(Object point labels)
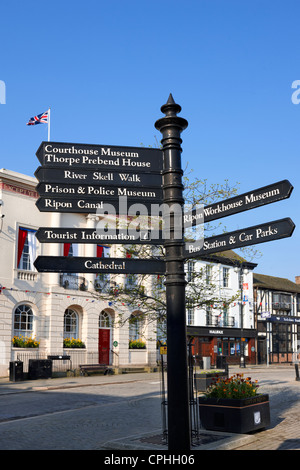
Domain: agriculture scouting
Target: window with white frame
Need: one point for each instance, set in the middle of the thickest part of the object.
(23, 321)
(225, 277)
(26, 249)
(70, 324)
(135, 327)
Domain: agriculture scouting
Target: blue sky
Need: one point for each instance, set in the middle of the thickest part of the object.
(106, 67)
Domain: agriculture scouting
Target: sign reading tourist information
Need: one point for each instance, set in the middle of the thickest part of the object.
(88, 235)
(77, 264)
(275, 230)
(99, 157)
(92, 177)
(259, 197)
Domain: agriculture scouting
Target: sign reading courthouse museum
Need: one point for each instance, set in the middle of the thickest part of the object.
(106, 157)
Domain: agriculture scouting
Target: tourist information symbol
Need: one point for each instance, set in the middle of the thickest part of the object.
(250, 200)
(261, 233)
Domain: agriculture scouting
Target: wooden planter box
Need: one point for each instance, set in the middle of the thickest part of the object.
(203, 381)
(233, 415)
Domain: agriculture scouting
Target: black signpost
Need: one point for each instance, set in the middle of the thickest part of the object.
(83, 178)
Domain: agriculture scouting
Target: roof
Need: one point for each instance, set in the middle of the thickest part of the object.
(274, 283)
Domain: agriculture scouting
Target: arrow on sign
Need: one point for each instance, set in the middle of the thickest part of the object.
(259, 197)
(77, 264)
(262, 233)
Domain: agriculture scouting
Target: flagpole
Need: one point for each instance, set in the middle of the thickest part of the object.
(49, 125)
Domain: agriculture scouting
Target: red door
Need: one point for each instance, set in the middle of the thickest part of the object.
(104, 340)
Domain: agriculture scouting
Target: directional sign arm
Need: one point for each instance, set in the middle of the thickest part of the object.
(90, 235)
(250, 200)
(77, 264)
(262, 233)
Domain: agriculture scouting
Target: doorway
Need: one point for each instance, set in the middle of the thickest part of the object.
(104, 344)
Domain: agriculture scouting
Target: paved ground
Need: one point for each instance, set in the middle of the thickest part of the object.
(121, 411)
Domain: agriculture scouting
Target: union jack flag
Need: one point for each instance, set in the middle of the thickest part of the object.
(39, 119)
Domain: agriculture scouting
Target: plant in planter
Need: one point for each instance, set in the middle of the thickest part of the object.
(25, 342)
(234, 405)
(205, 378)
(73, 343)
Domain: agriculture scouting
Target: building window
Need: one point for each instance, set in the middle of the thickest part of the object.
(190, 271)
(208, 273)
(135, 327)
(104, 320)
(23, 321)
(282, 338)
(70, 324)
(26, 249)
(282, 301)
(225, 277)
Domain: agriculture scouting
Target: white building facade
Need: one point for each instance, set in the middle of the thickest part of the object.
(55, 309)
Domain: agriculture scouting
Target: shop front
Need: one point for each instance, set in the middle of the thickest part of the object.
(213, 345)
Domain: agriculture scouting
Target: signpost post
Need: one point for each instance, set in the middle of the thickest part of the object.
(83, 178)
(179, 433)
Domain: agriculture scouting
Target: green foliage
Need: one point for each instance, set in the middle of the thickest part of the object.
(73, 343)
(24, 342)
(233, 387)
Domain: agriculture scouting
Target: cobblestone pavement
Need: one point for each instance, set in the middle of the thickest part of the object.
(86, 412)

- **REQUIREMENTS**
Find every line in the rows above that contains the word "window", and copy each of those lines.

- **CORRECT OUTPUT**
Target: window with white frame
Target: building window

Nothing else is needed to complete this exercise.